(Beginning of Text)

While Utah is awaiting word on whether nuclear waste will be stored in Skull Valley, we may not have to worry about mustard gas coming to Tooele.
Sen. Bob Bennett, R-Utah, managed to get the Senate Appropriations Committee to add language blocking the shipment of the chemical weapon from Pueblo, Colo. to Tooele for chemical neutralization. The language was included in the Emergency Supplemental Appropriations Bill, which now awaits full Senate approval.
It appears that the budget bill may be the only way to get the Defense Department's attention on the matter.
Michael W. Wynne, acting undersecretary of defense, told U.S. Rep. Jim Matheson, D-Utah, that while his department acknowledges that moving mustard gas to Utah would require an act of Congress, the government remains committed to disposing of the material in Tooele.
In January, Republican Sen. Orrin Hatch, Matheson and Colorado's senators moved to block a Defense Department plan to ship mustard gas to Utah for destruction rather than spend money on a facility in Colorado.
Federal law bars shipping chemical weapons across state lines because of the dangers these weapons pose, dangers that don't dissipate because the Defense Department has a war to fight, or because the government wants to save a couple bucks.

(End of Text)

Requirement 1 :: Decide whether each statement below agrees with the text on shipping mustard gas to Tooele: (a) The language added by the Senate Appropriations Committee would block shipping the chemical weapon from Pueblo, Colo. to Tooele. (b) The Emergency Supplemental Appropriations Bill has already received full Senate approval. (c) Michael W. Wynne said the government had given up on disposing of the material in Tooele. Answer yes or no for each and quote the words of the text that decide it.
Requirement 2 :: Continue the text on shipping mustard gas to Tooele from the point where it stops.

(Beginning of Excerpted data)

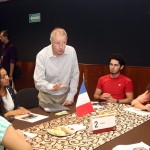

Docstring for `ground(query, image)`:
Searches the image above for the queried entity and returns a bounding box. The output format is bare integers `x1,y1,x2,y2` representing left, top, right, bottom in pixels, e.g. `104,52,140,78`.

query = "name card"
91,114,116,134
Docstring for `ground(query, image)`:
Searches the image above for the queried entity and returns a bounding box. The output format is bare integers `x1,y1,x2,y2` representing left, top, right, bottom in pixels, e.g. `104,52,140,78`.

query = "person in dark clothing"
0,68,30,119
0,30,17,83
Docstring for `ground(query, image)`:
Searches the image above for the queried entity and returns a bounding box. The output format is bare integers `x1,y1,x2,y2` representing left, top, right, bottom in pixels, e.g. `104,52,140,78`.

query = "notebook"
40,103,70,112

(End of Excerpted data)

Answer 1 ::
(a) Yes: "add language blocking the shipment of the chemical weapon from Pueblo, Colo. to Tooele for chemical neutralization."
(b) No: "which now awaits full Senate approval."
(c) No: "the government remains committed to disposing of the material in Tooele."

Answer 2 ::
While mustard gas isn't as lethal as nerve gas, it still poses a significant threat to public health and safety. Mustard gas is a blistering agent that burns the skin and eyes of its victims. If it's inhaled, it can damage the lungs and other internal organs. It either kills people outright, gives them cancer or leaves them disfigured and ailing the rest of their lives.
Unlike battlefield nerve agents that dissipate rapidly, mustard gas has a delayed action: Victims may not experience symptoms for hours after exposure. It also lingers in the environment long after being deployed.
A train or truck accident involving a mustard gas shipment has the potential for killing nearby people or emergency responders who may not be immediately aware of the cargo's deadly nature. A spill would cause severe economic damage in a populated area.
Granted, there are other hazardous materials that are routinely shipped around the country, but those materials are not military weapons designed to kill and maim, and they are shipped in clearly marked containers so police and firefighters know exactly what they're dealing with. It's unlikely the Defense Department would display a hazardous waste placard on the shipment accurately describing what's inside, since that would make it all the easier for a terrorist to turn the shipment into a weapon of mass destruction.
Building a facility to destroy the Colorado cache may not seem cost-effective to the military (news reports estimate the cost at $2.6 billion), but when we're dealing with the lives of people living along the shipping routes, it sounds cheap. By insisting on exploring a Utah option, the Defense Department is saying that Utahns are expendable, as it did during the atomic bomb tests a half-century ago.
Bennett's amendment to the budget bill should get that point across clearly for the Defense Department and spur it into destroying the mustard gas on the current site rather than putting Utahns at risk.
This story appeared in The Daily Herald on page A5.